What is being asked. Rewrite the material below, swapping each "Mark one point" for "Place one point" and leaving everything else unchanged.

** Start of Entries provided **

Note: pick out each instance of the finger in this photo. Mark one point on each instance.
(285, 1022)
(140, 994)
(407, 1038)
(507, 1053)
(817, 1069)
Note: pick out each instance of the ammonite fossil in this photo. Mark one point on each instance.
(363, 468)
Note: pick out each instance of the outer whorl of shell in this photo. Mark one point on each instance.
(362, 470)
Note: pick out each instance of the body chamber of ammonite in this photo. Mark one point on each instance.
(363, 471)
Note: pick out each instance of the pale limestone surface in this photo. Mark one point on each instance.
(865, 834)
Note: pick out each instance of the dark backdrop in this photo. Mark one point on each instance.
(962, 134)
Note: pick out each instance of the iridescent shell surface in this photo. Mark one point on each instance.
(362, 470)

** End of Entries provided **

Completed task.
Note: pick out each instance of the finger in this photo. Place one point on each instance.
(285, 1022)
(140, 994)
(407, 1038)
(507, 1053)
(817, 1069)
Note: pick out each instance of the ammonite fossil in this photo. Place one point on each instance.
(363, 468)
Note: pick out each instance of the outer whorl of shell in this photo. Place one point on each instance.
(362, 470)
Note: pick out each instance of the body chamber of ammonite in this photo. Place one point on each instance.
(363, 471)
Note: pick out each instance of the pale limestone surface in this photo. Place one point on each instance.
(865, 834)
Note: pick out each instance of the dark backdrop in this photo. Place one point on each instance.
(962, 134)
Note: pick out each instance of the iridescent shell surface in this photo. Place one point on each instance.
(362, 470)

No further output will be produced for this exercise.